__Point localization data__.
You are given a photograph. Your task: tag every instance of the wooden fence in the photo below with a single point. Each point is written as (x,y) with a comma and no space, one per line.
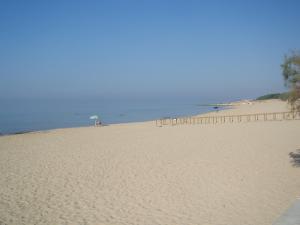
(276,116)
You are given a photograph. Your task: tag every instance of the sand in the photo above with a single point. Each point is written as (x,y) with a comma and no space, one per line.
(138,173)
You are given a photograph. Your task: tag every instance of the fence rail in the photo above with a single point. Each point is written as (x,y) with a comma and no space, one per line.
(276,116)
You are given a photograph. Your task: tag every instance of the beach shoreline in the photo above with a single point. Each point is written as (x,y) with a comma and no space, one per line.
(138,173)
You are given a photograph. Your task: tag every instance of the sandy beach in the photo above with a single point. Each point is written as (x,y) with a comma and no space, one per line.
(141,174)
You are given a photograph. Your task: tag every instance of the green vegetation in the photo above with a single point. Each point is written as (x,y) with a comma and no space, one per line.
(291,74)
(283,96)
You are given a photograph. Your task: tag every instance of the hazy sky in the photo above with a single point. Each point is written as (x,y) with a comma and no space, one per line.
(145,48)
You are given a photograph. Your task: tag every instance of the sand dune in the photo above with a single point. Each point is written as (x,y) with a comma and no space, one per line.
(141,174)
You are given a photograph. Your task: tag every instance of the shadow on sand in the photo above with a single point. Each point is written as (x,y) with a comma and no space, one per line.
(295,158)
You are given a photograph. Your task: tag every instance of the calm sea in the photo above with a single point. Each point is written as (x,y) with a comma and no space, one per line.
(31,115)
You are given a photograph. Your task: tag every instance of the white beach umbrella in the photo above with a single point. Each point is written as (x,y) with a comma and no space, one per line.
(94,117)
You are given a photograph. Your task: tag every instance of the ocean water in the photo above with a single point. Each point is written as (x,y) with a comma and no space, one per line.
(40,114)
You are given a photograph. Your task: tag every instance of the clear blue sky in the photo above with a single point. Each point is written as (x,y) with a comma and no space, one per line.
(145,48)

__WORK REQUIRED__.
Give the records again exactly, minus the pictures.

__OUTPUT FOR THIS TASK__.
You are given a photograph. Your task: tag every instance of the wooden fence in the photo below with a single point. Each point is written as (x,y) with a comma and no space, one per line.
(276,116)
You are given a photograph. Your task: tag every instance of the sand in the photo above with a single point. Each point is written as (x,y) with a comma and no space, one per line.
(138,173)
You are given a photograph. Your task: tag every instance of the fence rail in the photo above with a single point. Each point is written as (x,y) with a comma and no space, one per line.
(276,116)
You are given a photograph. Your task: tag every instance of the beach shoreline in the photo above with a single point. Each point is written as (x,y) with a comma and no space, one per line.
(138,173)
You are given a photograph. Your task: tag every instance of the sandy beach in the photo above with a single point. Each point is written as (x,y) with a comma and no space, one per line.
(141,174)
You are given a photograph. Your task: tag every instance of the green vegetation in the photo above with a single point. Each point is written as (x,y) with a comma and no space, one per line.
(291,74)
(283,96)
You are given a photograph. Your task: tag every instance of the hazy sky in the photo above with a single point. Each point is written as (x,y) with a comma and no space, one per line.
(145,48)
You are given a photograph. Your task: tag every instance of the sand dune in the photo above with a single point. Each point is written as (x,y) with a comma and no space, one per line.
(141,174)
You are given a photograph. Your task: tag every instance of the shadow on sand in the photo above with a single point. Each point is written as (x,y) with a comma and no space, one per line.
(295,158)
You are given a photograph. Your task: tag every instance of the calm sea in the photo above with a single point. Each point is written as (x,y) with a comma and no space, one per line.
(31,115)
You are given a photograph. Your task: tag every instance of the white beach umbrella in the photo above with a single point. Each point is written as (x,y) with a comma and no space, one per line.
(94,117)
You are given a photograph. Your task: tag every instance of the ocean water in the photo above with a single point. Each point is written as (x,y) with a comma and no space, one per line.
(40,114)
You are given a photograph. Your task: tag every instance of the clear blue sky in the photo above with a single point. Each point is written as (x,y) with a comma and no space, one per line.
(145,48)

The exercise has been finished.